(Pointing dataset records)

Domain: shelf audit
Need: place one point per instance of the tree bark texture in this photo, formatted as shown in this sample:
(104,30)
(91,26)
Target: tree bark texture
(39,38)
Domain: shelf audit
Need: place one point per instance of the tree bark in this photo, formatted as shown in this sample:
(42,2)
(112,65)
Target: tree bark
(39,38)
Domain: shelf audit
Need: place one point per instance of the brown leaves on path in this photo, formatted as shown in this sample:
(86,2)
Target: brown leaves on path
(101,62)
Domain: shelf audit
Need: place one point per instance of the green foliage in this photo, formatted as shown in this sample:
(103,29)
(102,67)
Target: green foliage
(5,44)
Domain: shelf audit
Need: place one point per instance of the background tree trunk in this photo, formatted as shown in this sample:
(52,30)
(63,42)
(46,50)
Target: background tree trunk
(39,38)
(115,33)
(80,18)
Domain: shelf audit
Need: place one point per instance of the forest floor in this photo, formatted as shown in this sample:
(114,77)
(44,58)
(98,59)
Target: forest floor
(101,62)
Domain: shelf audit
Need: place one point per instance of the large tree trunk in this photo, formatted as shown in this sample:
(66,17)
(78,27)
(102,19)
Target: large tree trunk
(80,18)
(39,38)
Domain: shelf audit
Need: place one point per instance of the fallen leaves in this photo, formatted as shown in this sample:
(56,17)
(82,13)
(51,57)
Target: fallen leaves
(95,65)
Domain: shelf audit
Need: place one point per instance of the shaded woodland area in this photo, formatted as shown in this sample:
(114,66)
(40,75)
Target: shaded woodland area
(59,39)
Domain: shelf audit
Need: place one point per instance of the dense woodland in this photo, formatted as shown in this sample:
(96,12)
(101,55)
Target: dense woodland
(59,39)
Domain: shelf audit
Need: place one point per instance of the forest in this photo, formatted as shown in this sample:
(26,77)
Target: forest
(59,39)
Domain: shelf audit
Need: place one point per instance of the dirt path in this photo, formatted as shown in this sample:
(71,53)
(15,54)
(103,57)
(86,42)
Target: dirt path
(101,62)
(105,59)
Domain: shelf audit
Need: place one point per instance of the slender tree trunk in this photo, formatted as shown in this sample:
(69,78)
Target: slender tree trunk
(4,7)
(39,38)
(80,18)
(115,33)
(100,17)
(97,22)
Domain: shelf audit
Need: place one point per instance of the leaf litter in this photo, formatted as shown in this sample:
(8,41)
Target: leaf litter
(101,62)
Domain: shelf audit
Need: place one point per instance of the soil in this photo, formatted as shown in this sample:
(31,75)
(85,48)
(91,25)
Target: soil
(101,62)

_Request_: Can you restate every record above word for word?

_Final result_:
Domain: shelf audit
Need: place one point per instance of the tree bark texture in this photo, formatted as shown in this sample:
(104,30)
(91,26)
Target: tree bark texture
(39,38)
Domain: shelf audit
Need: place one point per instance of the tree bark in this photo, formatted as shown in this sample:
(42,2)
(112,65)
Target: tree bark
(39,38)
Domain: shelf audit
Need: place one point per instance of the brown leaves on path in this photo, formatted as shown in this sample:
(86,2)
Target: brown leaves on path
(101,62)
Domain: shelf audit
Need: place one point per instance of the green foliage in this photo, formatted as shown in this sample:
(103,29)
(102,67)
Target: green foliage
(5,44)
Domain: shelf audit
Need: place one point per instance of the background tree trunk in this photo, formatted as shown in this sample:
(52,30)
(63,42)
(46,50)
Target: background tree trunk
(39,38)
(115,33)
(80,18)
Domain: shelf audit
Need: place one point per instance of the forest floor in this photo, formatted as shown in this sample:
(114,77)
(44,58)
(98,59)
Target: forest floor
(101,62)
Domain: shelf audit
Need: place one point per instance of the large tree trunk in this photo, formatted as shown in this sample:
(66,17)
(78,27)
(102,19)
Target: large tree trunk
(80,18)
(39,38)
Domain: shelf audit
Need: place one point per instance of the fallen leaves in this photo, formatted as shown in this sample:
(56,17)
(82,13)
(51,57)
Target: fallen leaves
(95,65)
Domain: shelf audit
Need: place one point per instance of the shaded woodland area in this photo, formatted as shown in this sample:
(114,66)
(40,75)
Target: shaded woodland area
(59,39)
Domain: shelf audit
Need: place one point per instance of the dense woodland in this photo, formatted as shown in this sample:
(96,12)
(101,55)
Target: dense woodland
(59,39)
Domain: shelf audit
Need: place one point per instance of the forest in this photo, formatted as shown in this sample:
(26,77)
Target: forest
(59,39)
Domain: shelf audit
Need: place one point per instance of the dirt path in this photo, formatted as shown in this sample:
(71,53)
(15,54)
(103,57)
(86,42)
Target: dirt path
(101,62)
(105,59)
Domain: shelf audit
Need: place one point per instance of the slender tree trunk in this photo, formatted as shown in this sample:
(69,78)
Target: slender tree trunk
(4,7)
(39,38)
(80,18)
(115,33)
(100,17)
(97,22)
Domain: shelf audit
Need: place one point per instance of the leaf litter in this photo, formatted as shown in this sample:
(8,41)
Target: leaf litter
(101,62)
Domain: shelf audit
Need: place one point per instance of the soil in this photo, formatted as shown in this sample:
(31,75)
(85,48)
(91,25)
Target: soil
(101,62)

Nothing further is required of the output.